Task requirements —
1) Reproduce the passage of the article on the "very good" creation between "God's full intention" and "restore broken fellowship.", inclusive.
2) According to the article on the "very good" creation, on what date did Darwin write the letter it quotes?
3) For the article on the "very good" creation, state whether each statement agrees with it: (a) in the beginning there was no carnivorous activity; (b) Darwin accepted the Biblical doctrine of the Curse; (c) the truly "very good" creation will last forever. Answer yes or no for each, quoting the deciding words of the article.

Excerpted text —
__________

What Could the God of Scripture Call Very Good?
by John D. Morris, Ph.D.
"And lest I should be exalted above measure through the abundance of the revelations, there was given to me a thorn in the flesh, the messenger of Satan to buffet me, lest I should be exalted above measure." II Cor. 12:7
The Bible tells us that as creation was completed, "God saw every thing that He had made, and, behold, it was very good" (Genesis 1:31). What was that world really like? Was it different from our world? Could God call this world "very good"?
The world that we experience contains much beauty and balance—much that is good. Radiant flowers, laughing babies, lofty mountains, and shimmering crystals. But it also contains pain, suffering, disease and death. In the biological realm, everything dies. Plants wither and fade. Animals feed on one another and eventually die. Men exercise brutality over others and all pass on. In the physical realm, everything goes toward disintegration. Cars wear out, rocks crumble, the moon's orbit decays and the stars burn out. It seems the creation has been "made subject to vanity" and is under "the bondage of corruption." Ultimately, "we know that the whole creation groaneth and travaileth in pain" (Romans 8:20-22).
The God of the Bible is a God of grace and mercy. Would such a God use the principle of "survival of the fittest" (which really means the extinction of the unfit) to produce His image in man? Would the God of Scripture, an all powerful and all wise God, delay His plan for billions of years waiting on evolutionary mutants to develop a being with whom He could communicate and on whom He could shower His love and grace? No. He has the wisdom to know what He wants, and the power to accomplish it in a timely manner without violating His character along the way.
The Christian will recognize the current state of things to have been affected by the Curse on all creation in Genesis 3:14-19, with the "wages of sin" pronounced on all of Adam's dominion because of his rebellion. In the beginning, there was no carnivorous activity (Genesis 1:30), no extinction, no decay, no cancer. But now, everywhere we look we see sin's effect.
Darwin saw it clearly, but he denied the Biblical doctrine of the Curse. In a letter of May 22, 1860, he stated: "There seems to me to be too much misery in the world. I cannot persuade myself that a beneficent and omnipotent God would have designedly created the ichneu-monidae [a parasite] with the express intention of their feeding within the living bodies of caterpillars, or that a cat should play with mice. Not believing this, I see no necessity in the belief that the eye was expressly designed."
God's full intention for His creation, as expressed in the deathless, painless, "very good" creation, has been delayed by the rebellion of His creation against His authority. But it will one day be fully realized, as Edenic conditions return. In that day, the wolf and the lamb will once again live together in harmony, the lion will eat straw, and the child will play with the snake without fear (Isaiah 11:6-7).
By what means will the Creator accomplish this? He certainly won't use "survival of the fittest." He sent His only begotten Son, the "fittest" of all to die for the unfit (I Peter 3:18)—to pay their wages of sin and restore broken fellowship.
There will come the day in which "God shall wipe away all tears from their eyes; and there shall be no more death, neither sorrow, nor crying, neither shall there be any more pain." (Revelation 21:4).
This is the nature of the truly "very good" creation. Very different from our present world, it will last forever.
Cite this article: John D. Morris, Ph.D. 2001. What Could the God of Scripture Call Very Good?. Acts & Facts. 30 (1).

__________

Records provided —
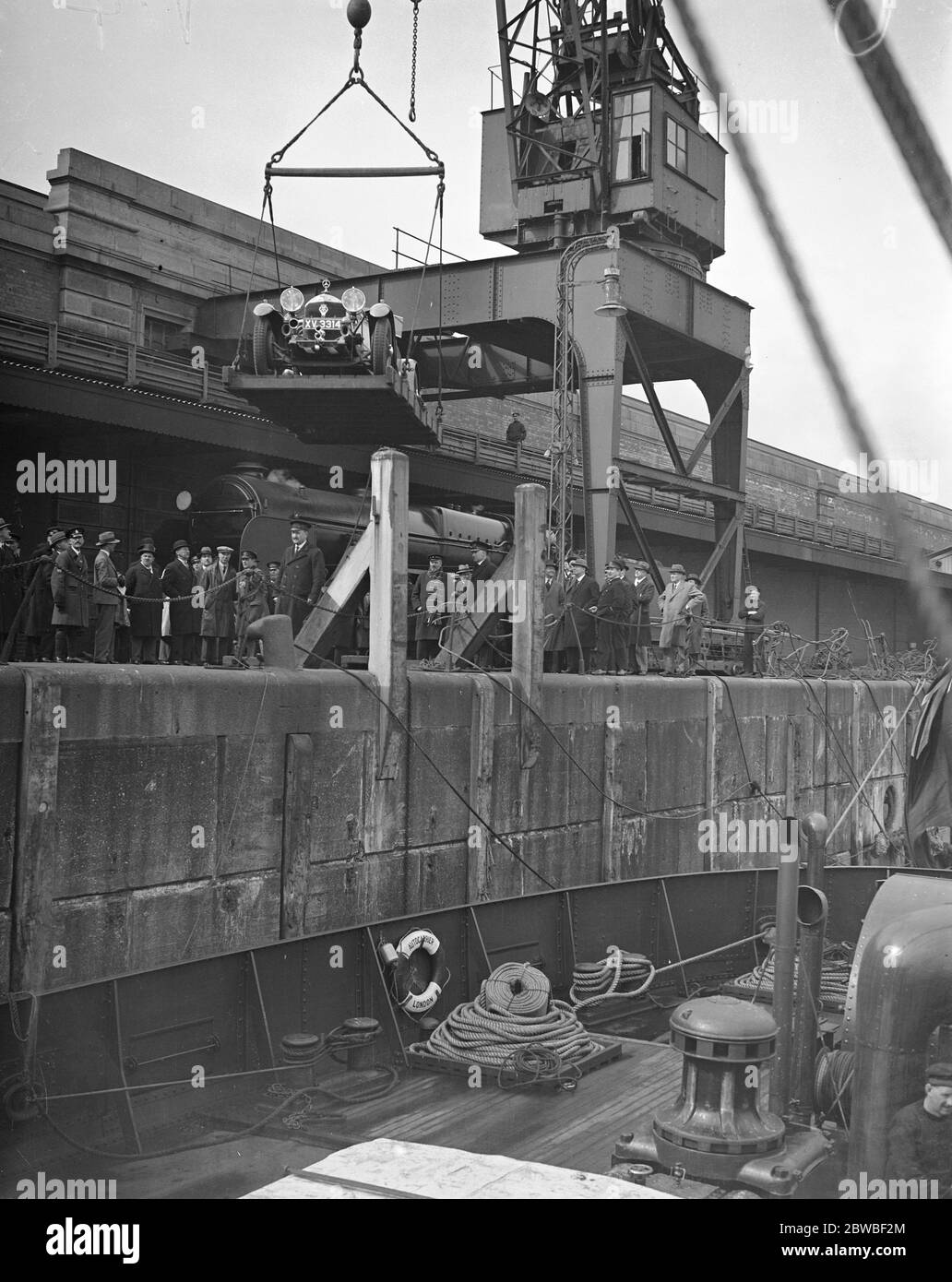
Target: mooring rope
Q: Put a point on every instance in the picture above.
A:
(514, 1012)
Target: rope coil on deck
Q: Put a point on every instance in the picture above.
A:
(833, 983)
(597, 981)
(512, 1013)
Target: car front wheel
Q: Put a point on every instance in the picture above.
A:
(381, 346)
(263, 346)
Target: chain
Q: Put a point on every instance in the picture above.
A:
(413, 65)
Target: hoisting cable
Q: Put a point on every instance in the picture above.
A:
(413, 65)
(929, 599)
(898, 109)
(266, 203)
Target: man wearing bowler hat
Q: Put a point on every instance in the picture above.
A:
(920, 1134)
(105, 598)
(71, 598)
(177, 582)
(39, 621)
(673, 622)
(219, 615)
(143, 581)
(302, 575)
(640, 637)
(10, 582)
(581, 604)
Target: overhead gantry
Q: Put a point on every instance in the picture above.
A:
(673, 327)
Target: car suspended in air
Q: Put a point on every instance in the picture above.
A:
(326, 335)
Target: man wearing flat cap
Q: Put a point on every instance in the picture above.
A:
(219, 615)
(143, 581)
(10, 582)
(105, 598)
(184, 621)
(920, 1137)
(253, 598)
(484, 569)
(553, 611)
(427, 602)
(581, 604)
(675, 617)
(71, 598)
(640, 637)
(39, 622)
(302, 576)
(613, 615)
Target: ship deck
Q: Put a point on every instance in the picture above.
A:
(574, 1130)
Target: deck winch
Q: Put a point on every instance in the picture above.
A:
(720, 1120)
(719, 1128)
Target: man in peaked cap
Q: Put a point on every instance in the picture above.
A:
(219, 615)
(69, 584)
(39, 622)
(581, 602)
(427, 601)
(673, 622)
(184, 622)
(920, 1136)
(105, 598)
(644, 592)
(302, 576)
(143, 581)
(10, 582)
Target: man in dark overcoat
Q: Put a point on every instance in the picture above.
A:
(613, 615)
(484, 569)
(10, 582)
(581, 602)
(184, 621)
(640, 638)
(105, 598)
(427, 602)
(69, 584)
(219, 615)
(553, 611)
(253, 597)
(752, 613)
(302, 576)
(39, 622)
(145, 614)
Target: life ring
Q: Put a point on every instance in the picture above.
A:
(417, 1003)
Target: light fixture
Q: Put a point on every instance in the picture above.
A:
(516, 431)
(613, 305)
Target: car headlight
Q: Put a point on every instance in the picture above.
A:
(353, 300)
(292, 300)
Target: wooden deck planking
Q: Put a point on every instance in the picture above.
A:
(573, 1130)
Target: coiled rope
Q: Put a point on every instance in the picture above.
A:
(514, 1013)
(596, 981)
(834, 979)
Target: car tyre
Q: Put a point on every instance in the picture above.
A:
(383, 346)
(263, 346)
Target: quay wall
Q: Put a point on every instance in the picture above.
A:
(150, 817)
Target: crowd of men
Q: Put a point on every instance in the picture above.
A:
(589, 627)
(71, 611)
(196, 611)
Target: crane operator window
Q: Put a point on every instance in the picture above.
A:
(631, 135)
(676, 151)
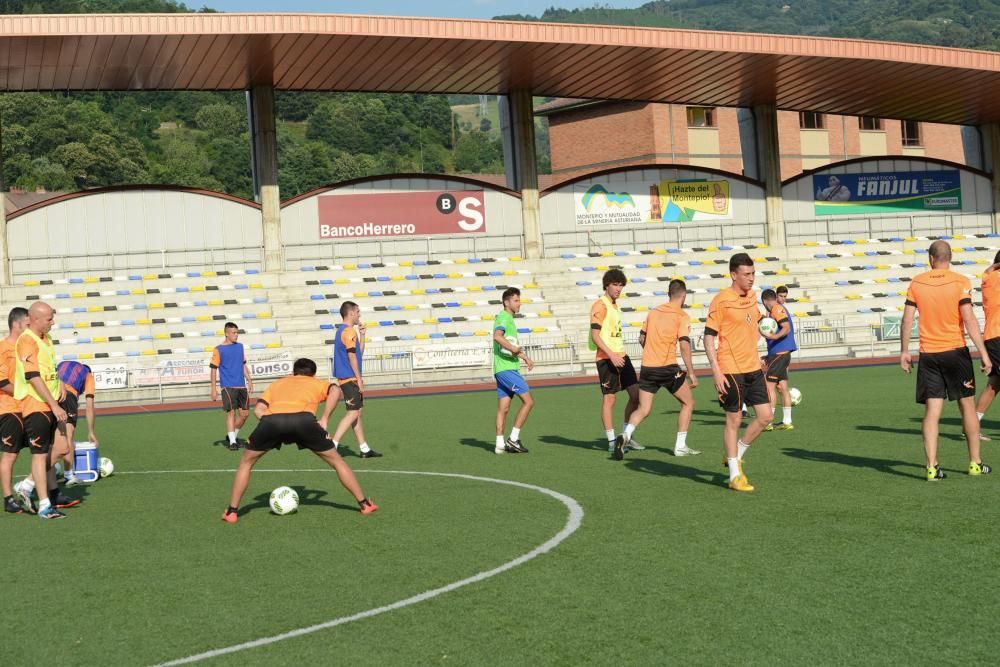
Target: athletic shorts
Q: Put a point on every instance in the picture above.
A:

__________

Answers to the problems —
1)
God's full intention for His creation, as expressed in the deathless, painless, "very good" creation, has been delayed by the rebellion of His creation against His authority. But it will one day be fully realized, as Edenic conditions return. In that day, the wolf and the lamb will once again live together in harmony, the lion will eat straw, and the child will play with the snake without fear (Isaiah 11:6-7).
By what means will the Creator accomplish this? He certainly won't use "survival of the fittest." He sent His only begotten Son, the "fittest" of all to die for the unfit (I Peter 3:18)—to pay their wages of sin and restore broken fellowship.

2) May 22, 1860.

3)
(a) Yes: "In the beginning, there was no carnivorous activity (Genesis 1:30)"
(b) No: "Darwin saw it clearly, but he denied the Biblical doctrine of the Curse."
(c) Yes: "Very different from our present world, it will last forever."